[BEGIN]

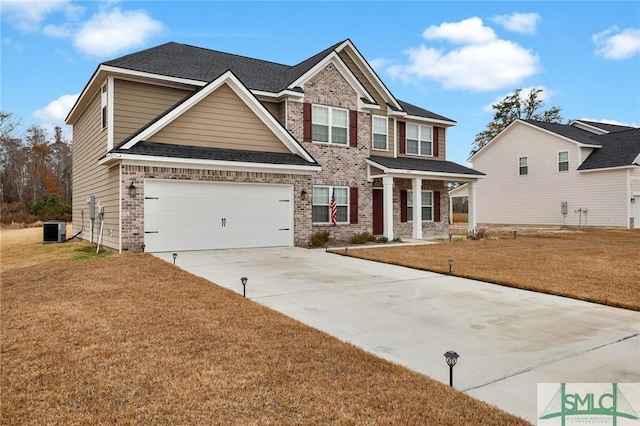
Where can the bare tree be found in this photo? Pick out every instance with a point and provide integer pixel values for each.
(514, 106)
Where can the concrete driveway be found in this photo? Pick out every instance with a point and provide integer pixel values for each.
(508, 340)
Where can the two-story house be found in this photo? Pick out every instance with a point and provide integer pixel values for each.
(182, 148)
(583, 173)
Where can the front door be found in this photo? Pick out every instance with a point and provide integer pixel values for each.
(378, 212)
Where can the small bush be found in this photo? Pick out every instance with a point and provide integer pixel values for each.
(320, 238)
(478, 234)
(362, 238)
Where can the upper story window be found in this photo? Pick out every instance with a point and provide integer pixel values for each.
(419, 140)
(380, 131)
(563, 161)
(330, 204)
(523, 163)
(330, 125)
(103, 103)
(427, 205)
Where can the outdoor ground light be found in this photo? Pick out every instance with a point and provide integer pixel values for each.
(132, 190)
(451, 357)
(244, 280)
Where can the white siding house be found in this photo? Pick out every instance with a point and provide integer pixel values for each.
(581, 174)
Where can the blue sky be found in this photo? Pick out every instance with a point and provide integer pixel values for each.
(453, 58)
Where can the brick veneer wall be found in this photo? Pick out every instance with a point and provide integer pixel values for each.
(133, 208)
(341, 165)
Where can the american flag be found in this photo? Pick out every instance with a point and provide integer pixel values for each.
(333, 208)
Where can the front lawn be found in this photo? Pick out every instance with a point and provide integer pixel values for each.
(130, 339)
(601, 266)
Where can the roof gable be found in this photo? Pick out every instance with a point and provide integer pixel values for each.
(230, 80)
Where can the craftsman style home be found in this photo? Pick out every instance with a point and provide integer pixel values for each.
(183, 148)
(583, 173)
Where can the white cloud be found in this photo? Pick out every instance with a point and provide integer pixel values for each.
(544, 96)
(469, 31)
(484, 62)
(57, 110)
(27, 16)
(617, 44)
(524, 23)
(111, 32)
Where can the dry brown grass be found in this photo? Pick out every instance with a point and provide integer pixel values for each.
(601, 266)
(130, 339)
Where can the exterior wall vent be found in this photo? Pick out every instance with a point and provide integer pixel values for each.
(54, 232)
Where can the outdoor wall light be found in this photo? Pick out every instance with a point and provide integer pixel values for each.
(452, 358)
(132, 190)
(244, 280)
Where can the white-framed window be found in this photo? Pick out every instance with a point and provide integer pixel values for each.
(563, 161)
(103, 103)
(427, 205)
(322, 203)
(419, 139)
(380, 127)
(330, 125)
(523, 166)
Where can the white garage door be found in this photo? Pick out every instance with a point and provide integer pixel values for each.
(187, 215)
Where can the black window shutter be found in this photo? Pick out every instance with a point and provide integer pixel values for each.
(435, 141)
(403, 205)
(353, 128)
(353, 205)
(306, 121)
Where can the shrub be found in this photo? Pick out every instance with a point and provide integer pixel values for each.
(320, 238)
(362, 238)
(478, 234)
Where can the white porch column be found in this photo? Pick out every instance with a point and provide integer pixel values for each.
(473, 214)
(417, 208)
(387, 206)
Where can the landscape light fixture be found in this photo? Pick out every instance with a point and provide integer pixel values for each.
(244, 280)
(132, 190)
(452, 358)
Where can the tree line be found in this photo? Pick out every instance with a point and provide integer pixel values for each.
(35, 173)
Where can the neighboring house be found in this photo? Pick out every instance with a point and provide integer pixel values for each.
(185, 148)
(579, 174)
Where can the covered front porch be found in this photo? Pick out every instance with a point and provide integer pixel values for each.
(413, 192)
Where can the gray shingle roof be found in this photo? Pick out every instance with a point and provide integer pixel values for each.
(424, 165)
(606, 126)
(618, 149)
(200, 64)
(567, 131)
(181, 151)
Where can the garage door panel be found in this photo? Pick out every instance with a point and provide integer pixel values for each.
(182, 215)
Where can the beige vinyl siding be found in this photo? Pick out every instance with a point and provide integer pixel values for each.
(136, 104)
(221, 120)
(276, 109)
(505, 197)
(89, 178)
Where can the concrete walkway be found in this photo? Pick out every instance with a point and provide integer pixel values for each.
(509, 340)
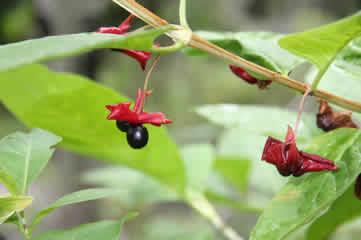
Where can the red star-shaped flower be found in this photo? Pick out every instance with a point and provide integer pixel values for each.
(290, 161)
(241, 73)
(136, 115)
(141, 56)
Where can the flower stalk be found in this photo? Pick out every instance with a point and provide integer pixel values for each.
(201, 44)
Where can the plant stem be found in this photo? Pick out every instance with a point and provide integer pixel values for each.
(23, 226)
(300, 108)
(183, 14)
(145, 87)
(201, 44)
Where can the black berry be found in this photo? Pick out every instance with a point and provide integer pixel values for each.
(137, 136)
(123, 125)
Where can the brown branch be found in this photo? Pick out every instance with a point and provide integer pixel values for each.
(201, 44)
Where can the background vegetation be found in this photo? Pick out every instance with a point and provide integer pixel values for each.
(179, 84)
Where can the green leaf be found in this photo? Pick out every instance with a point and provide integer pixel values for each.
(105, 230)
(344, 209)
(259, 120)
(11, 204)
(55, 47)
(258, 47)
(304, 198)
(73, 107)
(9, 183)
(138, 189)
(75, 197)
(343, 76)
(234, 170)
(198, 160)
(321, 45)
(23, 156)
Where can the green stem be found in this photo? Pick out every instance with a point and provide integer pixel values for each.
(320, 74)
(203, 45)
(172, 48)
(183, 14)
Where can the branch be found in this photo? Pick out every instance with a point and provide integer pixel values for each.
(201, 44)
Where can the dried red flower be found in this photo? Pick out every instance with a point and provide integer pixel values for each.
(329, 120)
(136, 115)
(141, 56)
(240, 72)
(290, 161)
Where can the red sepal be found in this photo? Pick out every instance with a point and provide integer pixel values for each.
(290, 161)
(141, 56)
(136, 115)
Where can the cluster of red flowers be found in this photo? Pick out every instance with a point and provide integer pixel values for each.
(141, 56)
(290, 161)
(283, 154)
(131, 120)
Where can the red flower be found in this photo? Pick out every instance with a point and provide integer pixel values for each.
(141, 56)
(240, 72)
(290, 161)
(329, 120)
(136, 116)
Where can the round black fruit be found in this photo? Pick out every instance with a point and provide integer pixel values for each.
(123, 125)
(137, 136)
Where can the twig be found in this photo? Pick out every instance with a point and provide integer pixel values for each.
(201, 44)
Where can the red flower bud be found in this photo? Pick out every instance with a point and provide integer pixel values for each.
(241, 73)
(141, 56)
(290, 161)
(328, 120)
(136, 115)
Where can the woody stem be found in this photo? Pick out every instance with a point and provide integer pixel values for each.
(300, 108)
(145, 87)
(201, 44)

[END]

:: WRITTEN EXERCISE ::
Rewrite the stretch from the line containing "Where can the red sepal" through the end of the records, changing "twig" to "small branch" and leaving everything else as it is.

:: SOLUTION TO THE PROBLEM ::
Where can the red sepal be found in this photo? Pick out every instance with a point and provide integer pixel values for each.
(290, 161)
(141, 56)
(136, 115)
Where can the cluster of red flowers be found in this photo? Pick out every instance with a point and provide integer pixel values for each.
(141, 56)
(290, 161)
(283, 154)
(131, 120)
Where can the red flower be found in this photo? Pick out every instance with a point and provide integer pixel values for each.
(141, 56)
(240, 72)
(290, 161)
(329, 120)
(136, 116)
Where can the round black fruit be found in this photo? Pick out every instance with a point and provide integer pixel values for each.
(123, 125)
(137, 136)
Where can the small branch be found in this photo? Pick out every instance with a point and provide integer pixel values for each.
(201, 44)
Where can the red flower bud be found in this photo? Pick out every instance with a point and provide integer pixel values for each.
(241, 73)
(141, 56)
(290, 161)
(328, 120)
(136, 115)
Where can the woody stem be found in this photo? Pick out every instance with a point and provide integer pixel values for each.
(300, 108)
(145, 87)
(201, 44)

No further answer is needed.